• **PROBLEM STATEMENT**:
Return all of the data below verbatim and exclude every picture.
.....
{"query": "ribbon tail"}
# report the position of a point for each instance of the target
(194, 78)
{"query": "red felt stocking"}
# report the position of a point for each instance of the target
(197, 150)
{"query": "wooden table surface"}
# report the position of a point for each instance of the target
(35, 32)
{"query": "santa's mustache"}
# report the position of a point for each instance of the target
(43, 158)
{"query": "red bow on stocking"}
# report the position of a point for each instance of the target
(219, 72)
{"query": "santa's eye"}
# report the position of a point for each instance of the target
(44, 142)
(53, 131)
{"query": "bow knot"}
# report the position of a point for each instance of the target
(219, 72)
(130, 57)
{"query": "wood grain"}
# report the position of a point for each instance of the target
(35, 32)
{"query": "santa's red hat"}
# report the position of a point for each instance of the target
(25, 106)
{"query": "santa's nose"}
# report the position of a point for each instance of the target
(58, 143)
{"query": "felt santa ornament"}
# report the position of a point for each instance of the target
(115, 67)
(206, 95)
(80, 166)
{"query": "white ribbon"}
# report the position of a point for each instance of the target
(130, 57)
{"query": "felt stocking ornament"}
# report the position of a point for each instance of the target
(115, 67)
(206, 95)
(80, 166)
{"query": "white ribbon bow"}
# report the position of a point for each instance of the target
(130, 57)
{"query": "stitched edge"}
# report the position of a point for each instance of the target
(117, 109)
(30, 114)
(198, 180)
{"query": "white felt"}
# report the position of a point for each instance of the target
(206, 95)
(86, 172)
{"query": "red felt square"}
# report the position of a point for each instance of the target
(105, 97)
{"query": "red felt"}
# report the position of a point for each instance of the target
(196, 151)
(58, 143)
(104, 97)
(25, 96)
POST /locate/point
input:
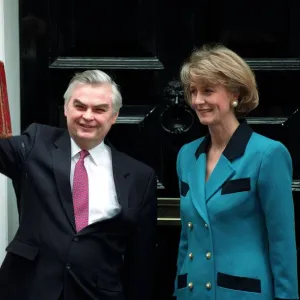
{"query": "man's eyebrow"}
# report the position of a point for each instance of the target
(77, 101)
(102, 105)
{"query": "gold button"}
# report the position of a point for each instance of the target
(208, 285)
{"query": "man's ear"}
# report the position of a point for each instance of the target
(115, 117)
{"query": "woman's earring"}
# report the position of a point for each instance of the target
(234, 103)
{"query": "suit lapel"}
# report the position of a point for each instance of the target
(61, 156)
(224, 169)
(121, 175)
(197, 182)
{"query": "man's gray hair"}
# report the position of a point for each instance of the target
(95, 77)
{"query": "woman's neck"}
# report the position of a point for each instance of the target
(221, 134)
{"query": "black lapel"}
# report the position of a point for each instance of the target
(238, 142)
(121, 173)
(61, 155)
(224, 169)
(236, 146)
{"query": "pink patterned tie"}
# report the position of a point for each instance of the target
(81, 193)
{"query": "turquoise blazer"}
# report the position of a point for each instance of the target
(238, 234)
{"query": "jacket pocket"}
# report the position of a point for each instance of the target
(239, 283)
(23, 249)
(184, 188)
(181, 281)
(236, 185)
(109, 283)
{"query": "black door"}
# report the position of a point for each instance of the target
(141, 44)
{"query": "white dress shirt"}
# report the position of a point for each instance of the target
(103, 202)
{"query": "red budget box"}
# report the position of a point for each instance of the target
(5, 121)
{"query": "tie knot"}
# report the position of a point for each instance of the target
(83, 154)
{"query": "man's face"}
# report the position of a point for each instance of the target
(90, 114)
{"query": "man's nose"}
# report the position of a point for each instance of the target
(88, 115)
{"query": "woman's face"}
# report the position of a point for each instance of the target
(212, 104)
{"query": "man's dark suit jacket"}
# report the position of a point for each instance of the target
(107, 260)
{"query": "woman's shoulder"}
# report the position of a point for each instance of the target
(191, 146)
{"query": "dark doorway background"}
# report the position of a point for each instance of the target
(141, 44)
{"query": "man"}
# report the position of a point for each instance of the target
(87, 212)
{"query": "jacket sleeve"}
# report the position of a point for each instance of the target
(14, 150)
(275, 192)
(183, 243)
(140, 255)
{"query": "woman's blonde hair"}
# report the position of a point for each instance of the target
(214, 65)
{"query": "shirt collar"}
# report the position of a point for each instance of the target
(95, 153)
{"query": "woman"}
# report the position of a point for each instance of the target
(238, 236)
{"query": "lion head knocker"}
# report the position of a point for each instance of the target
(177, 117)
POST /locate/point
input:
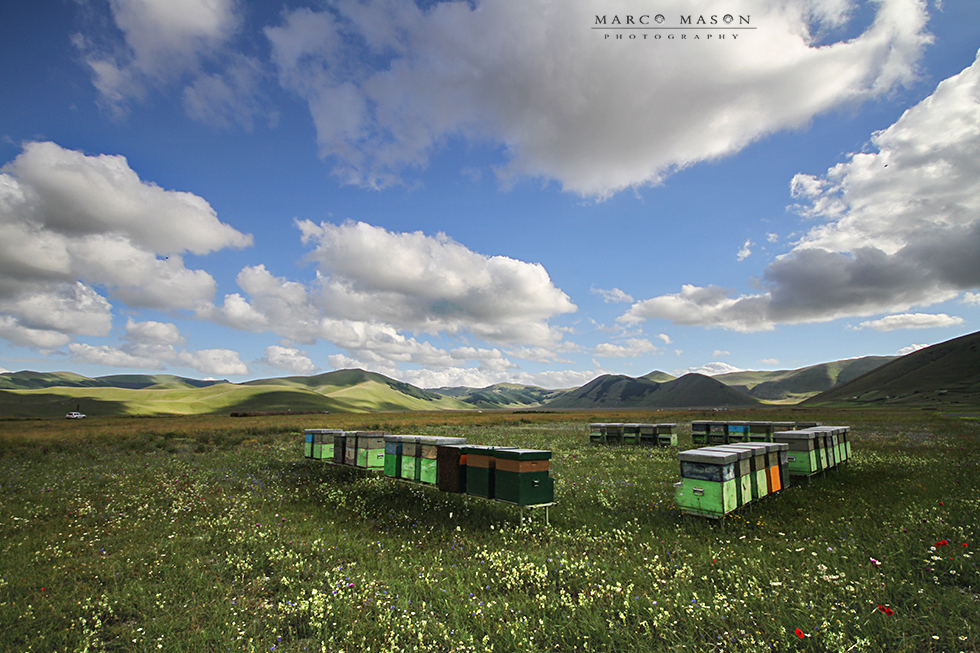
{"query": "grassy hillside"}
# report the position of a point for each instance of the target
(501, 395)
(614, 391)
(799, 384)
(947, 373)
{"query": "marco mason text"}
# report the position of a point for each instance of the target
(658, 27)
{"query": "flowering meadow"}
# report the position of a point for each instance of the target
(215, 534)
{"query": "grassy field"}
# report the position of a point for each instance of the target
(214, 534)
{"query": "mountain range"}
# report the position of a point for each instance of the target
(948, 372)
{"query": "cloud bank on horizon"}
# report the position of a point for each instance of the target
(389, 85)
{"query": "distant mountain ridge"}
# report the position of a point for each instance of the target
(941, 374)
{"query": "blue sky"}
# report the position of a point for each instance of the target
(466, 193)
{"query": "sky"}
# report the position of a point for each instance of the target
(463, 193)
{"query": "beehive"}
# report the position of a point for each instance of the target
(760, 431)
(371, 449)
(631, 433)
(452, 467)
(480, 467)
(521, 477)
(699, 432)
(667, 435)
(738, 431)
(708, 483)
(339, 447)
(308, 445)
(393, 455)
(802, 456)
(717, 433)
(411, 454)
(743, 470)
(648, 434)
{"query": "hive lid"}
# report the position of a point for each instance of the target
(711, 457)
(522, 454)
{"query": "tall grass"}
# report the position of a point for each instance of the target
(215, 535)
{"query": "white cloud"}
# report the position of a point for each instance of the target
(631, 347)
(746, 251)
(289, 359)
(432, 284)
(902, 228)
(911, 348)
(220, 362)
(561, 97)
(170, 43)
(70, 222)
(612, 296)
(912, 321)
(709, 369)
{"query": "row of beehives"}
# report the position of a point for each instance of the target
(714, 432)
(718, 480)
(664, 435)
(508, 474)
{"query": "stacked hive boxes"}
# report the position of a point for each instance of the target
(656, 434)
(719, 479)
(815, 449)
(521, 477)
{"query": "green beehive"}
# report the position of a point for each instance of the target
(738, 431)
(339, 447)
(597, 432)
(350, 449)
(743, 470)
(614, 432)
(802, 456)
(631, 433)
(371, 449)
(699, 432)
(760, 468)
(717, 433)
(760, 431)
(667, 435)
(521, 477)
(393, 456)
(708, 483)
(411, 452)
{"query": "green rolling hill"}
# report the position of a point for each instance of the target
(793, 386)
(941, 375)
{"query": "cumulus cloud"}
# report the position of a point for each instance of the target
(387, 83)
(613, 296)
(172, 43)
(432, 284)
(911, 348)
(709, 369)
(220, 362)
(70, 222)
(630, 347)
(912, 321)
(746, 251)
(900, 227)
(289, 359)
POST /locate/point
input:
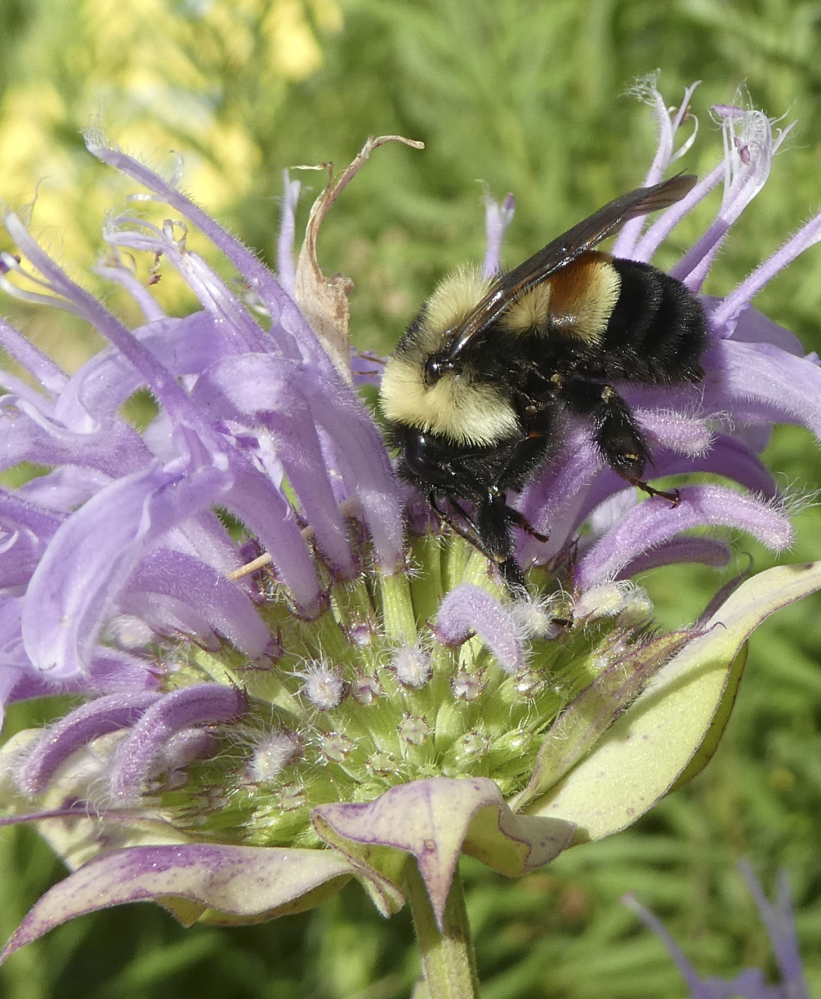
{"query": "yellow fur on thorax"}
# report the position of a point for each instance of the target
.....
• **TASK SOLUTION**:
{"query": "ribbon tail"}
# report the position of a point for each instance of the target
(194, 78)
{"query": "red felt stocking"}
# report the position of a point for each instance of the target
(197, 150)
{"query": "wooden table surface"}
# report the position of a point for each instance of the target
(35, 32)
{"query": "santa's mustache"}
# report the position of a point for each instance of the target
(43, 158)
{"query": "red bow on stocking"}
# report the position of a point for each instance of the target
(219, 72)
{"query": "santa's eye"}
# report the position of a point for each instance of the target
(44, 142)
(53, 131)
{"query": "bow knot"}
# report the position of a point for each instance of the target
(219, 72)
(130, 57)
{"query": "wood grain"}
# report the position of a point for each instance of the target
(35, 32)
{"query": "santa's red hat"}
# report the position of a point for each instance of the target
(25, 106)
{"query": "santa's nose"}
# report the position of a point for each instance of the target
(58, 143)
{"query": "felt santa ornament"}
# report the position of a point for each instance of the target
(115, 67)
(206, 95)
(80, 166)
{"query": "white ribbon"}
# report the position of a point for each instance of the target
(130, 57)
{"query": "felt stocking ornament"}
# report the position of a point for each instance of the target
(115, 67)
(206, 95)
(80, 166)
{"query": "white ribbon bow"}
# report the position of a point for each instance of the target
(130, 57)
{"query": "stitched edge"}
# report the position of a point for each instance of the target
(117, 109)
(30, 114)
(198, 180)
{"query": "white felt"}
# report the position of a point for each instance of the target
(206, 95)
(86, 172)
{"query": "red felt square"}
# report the position of a point for each instance of the target
(105, 97)
{"query": "red felt"}
# report the position of a point for each instance of the target
(196, 151)
(58, 143)
(104, 97)
(25, 96)
POST /locate/point
input:
{"query": "man's eyebrow"}
# report the position of a point for each instance of the target
(77, 101)
(102, 105)
{"query": "gold button"}
# report the position of a point for each instance of the target
(208, 285)
{"query": "man's ear"}
# report the position of a point for each instance of the target
(115, 117)
{"query": "woman's earring"}
# report the position of a point for each instance of the target
(234, 103)
{"query": "suit lapel"}
# report the position of a point for each instance of the target
(61, 156)
(224, 169)
(121, 175)
(197, 182)
{"query": "man's gray hair"}
# report the position of a point for each instance of the target
(95, 77)
{"query": "woman's neck"}
# report the position of a point for each instance of the target
(221, 134)
{"query": "black lapel"}
# report the position of a point for each instance of the target
(238, 142)
(121, 173)
(61, 155)
(224, 169)
(236, 146)
{"query": "pink patterned tie"}
# report the position of a point for each instance of the target
(81, 193)
{"query": "turquoise blazer"}
# report the position of a point for each instance of the target
(238, 234)
{"query": "jacket pocket"}
# report the position of a point for each instance of the target
(239, 283)
(23, 249)
(184, 188)
(181, 281)
(236, 185)
(109, 283)
{"query": "black door"}
# report the position of a point for each instance of the target
(141, 44)
{"query": "white dress shirt"}
# report the position of a point for each instance of the target
(103, 202)
{"query": "red budget box"}
# report the position of a point for each instance of the target
(5, 121)
{"query": "tie knot"}
# report the position of a point for each instance of the target
(83, 154)
{"query": "man's face"}
# report the position of a point for each instance of the target
(90, 114)
{"query": "man's nose"}
# report the position of a point for each instance of the target
(88, 115)
{"query": "woman's face"}
# report the position of a point for each instance of the target
(212, 104)
{"query": "man's dark suit jacket"}
# report the position of a point for each instance of the target
(107, 260)
{"query": "woman's shoulder"}
# report the position of a point for each instance of the target
(191, 146)
{"query": "dark doorway background"}
# report the position of a point for each instance of the target
(141, 44)
{"query": "man"}
# report the position of a point for each instance of the target
(87, 212)
{"query": "jacket sleeve"}
# report the position of a point for each instance of the target
(14, 150)
(275, 192)
(183, 243)
(140, 255)
{"query": "woman's blonde hair"}
# report the position of a point for each instance of the target
(214, 65)
{"query": "shirt collar"}
# report the position of a point for each instance of the target
(95, 153)
{"query": "woman"}
# report the position of a point for each instance of the target
(238, 236)
{"query": "lion head knocker"}
# report the position of a point for each instance of the target
(177, 117)
POST /locate/point
input:
{"query": "grassy hillside"}
# report the position of a point for each instance of the target
(501, 395)
(614, 391)
(799, 384)
(947, 373)
{"query": "marco mason text"}
# report the position of a point for each instance of the target
(658, 27)
{"query": "flowering meadow"}
# report the position of a point for each instance of the target
(215, 534)
{"query": "grassy field"}
# report the position of a point for each instance of the target
(214, 534)
{"query": "mountain range"}
# report the position of a point for each instance of the target
(948, 372)
{"query": "cloud bank on horizon"}
# report the position of a point for each instance of the target
(389, 85)
{"query": "distant mountain ridge"}
# report the position of a point for each instance of the target
(941, 374)
{"query": "blue sky"}
# report the position of a point for each instance of the target
(466, 193)
{"query": "sky"}
# report the position of a point for each instance of the target
(463, 193)
{"query": "beehive"}
# report the position of a point for each instance of the target
(760, 431)
(371, 449)
(631, 433)
(452, 467)
(480, 467)
(521, 477)
(699, 432)
(667, 435)
(738, 431)
(708, 483)
(339, 447)
(308, 445)
(393, 455)
(802, 456)
(717, 433)
(411, 454)
(743, 470)
(648, 434)
{"query": "hive lid"}
# report the position of a point for each instance of the target
(711, 457)
(522, 454)
{"query": "tall grass"}
# report the position of a point for each instance of the target
(215, 535)
{"query": "white cloud"}
# report the position of a point for each instance of the target
(631, 347)
(746, 251)
(289, 359)
(432, 284)
(902, 228)
(911, 348)
(220, 362)
(561, 97)
(170, 43)
(70, 222)
(612, 296)
(912, 321)
(709, 369)
{"query": "row of beehives"}
# report the position of a point for each instance of the target
(714, 432)
(718, 480)
(664, 435)
(508, 474)
{"query": "stacked hive boxes"}
# report the position of a point for each instance of the target
(656, 434)
(719, 479)
(815, 449)
(521, 477)
{"query": "green beehive"}
# report the position of a point for each instance of the target
(738, 431)
(339, 447)
(597, 432)
(350, 449)
(743, 470)
(614, 432)
(802, 456)
(631, 433)
(371, 449)
(699, 432)
(760, 468)
(717, 433)
(760, 431)
(667, 435)
(521, 477)
(393, 456)
(708, 483)
(411, 452)
{"query": "green rolling hill"}
# report the position of a point for each instance of the target
(793, 386)
(941, 375)
{"query": "cumulus cloud"}
# report the position of a point for each instance of the target
(387, 83)
(613, 296)
(172, 43)
(432, 284)
(911, 348)
(709, 369)
(220, 362)
(70, 222)
(630, 347)
(912, 321)
(746, 251)
(900, 227)
(289, 359)
POST /locate/point
input:
{"query": "yellow fur on thorax"}
# report the position of a point for each instance of the target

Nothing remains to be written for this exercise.